:: WHAT THIS TASK INVOLVES ::
Convert the listing, beginning at the line that has "sky, including partially occluded or truncated instances." and stopping after the line that has "0 0 612 134", into a two-column CSV with the header instruction,boxes. Put the text in the instruction column and its answer in the boxes column, one row each, with every field quoted and line breaks replaced by spaces.

::: INFORMATION SUPPLIED :::

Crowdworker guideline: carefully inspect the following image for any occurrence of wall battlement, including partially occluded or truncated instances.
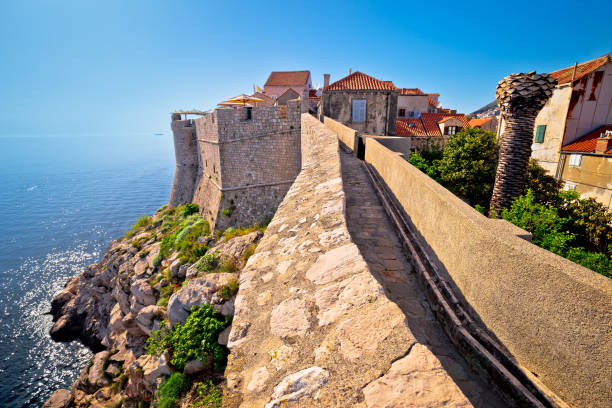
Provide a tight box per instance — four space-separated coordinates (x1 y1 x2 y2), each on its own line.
169 100 302 229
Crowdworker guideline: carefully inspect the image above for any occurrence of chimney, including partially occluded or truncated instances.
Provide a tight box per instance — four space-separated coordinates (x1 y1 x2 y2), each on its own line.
595 130 612 154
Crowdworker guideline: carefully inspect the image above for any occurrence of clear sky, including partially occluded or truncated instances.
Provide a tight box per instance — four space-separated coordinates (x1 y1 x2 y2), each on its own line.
0 0 612 134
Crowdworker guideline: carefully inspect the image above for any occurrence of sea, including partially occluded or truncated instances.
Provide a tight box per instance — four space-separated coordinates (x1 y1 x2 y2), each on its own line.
0 133 175 408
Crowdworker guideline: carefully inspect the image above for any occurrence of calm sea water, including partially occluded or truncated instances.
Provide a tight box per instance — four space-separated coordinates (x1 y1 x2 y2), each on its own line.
0 135 174 408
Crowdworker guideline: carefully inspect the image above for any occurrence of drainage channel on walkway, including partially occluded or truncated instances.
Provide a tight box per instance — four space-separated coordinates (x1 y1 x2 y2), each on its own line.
356 153 565 408
340 152 508 408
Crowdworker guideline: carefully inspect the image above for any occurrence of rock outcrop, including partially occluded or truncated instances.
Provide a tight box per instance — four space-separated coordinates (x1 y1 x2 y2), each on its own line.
45 210 262 408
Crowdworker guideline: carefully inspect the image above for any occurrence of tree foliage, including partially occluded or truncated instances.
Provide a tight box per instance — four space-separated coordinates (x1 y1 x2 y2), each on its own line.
435 128 499 206
147 304 231 370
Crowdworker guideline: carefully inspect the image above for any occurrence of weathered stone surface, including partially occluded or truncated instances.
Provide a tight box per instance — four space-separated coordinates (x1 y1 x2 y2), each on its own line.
167 273 236 325
270 299 310 337
43 389 72 408
224 117 504 408
306 244 366 285
266 366 329 408
363 343 472 408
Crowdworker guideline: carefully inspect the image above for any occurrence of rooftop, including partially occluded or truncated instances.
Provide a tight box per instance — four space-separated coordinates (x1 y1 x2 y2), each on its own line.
395 112 469 137
550 55 610 85
561 125 612 154
400 88 427 95
264 71 310 86
469 116 493 127
325 71 397 91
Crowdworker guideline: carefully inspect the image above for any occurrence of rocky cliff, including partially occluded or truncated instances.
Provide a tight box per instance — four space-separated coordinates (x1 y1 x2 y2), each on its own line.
45 204 263 408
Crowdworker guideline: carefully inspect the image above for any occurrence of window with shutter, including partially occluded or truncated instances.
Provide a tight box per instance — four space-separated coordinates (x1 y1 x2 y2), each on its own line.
352 99 366 122
570 154 582 167
535 125 546 143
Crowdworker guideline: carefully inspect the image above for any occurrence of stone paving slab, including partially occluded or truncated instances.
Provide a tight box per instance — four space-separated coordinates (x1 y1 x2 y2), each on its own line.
224 115 503 408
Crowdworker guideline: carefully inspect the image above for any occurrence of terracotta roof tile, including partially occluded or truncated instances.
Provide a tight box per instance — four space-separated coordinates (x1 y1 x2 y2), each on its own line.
469 116 493 127
421 112 469 136
561 125 612 154
395 118 427 136
264 71 310 86
549 55 610 84
325 71 397 91
400 88 426 95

:::

:: CORRECT OUTPUT ::
instruction,boxes
"Crowdworker guideline: carefully inspect the image above for any occurrence of clear sky, including partially occluded or truncated instances. Provide a tight box per instance — four space-separated coordinates (x1 y1 x2 y2), each on its own line.","0 0 612 134"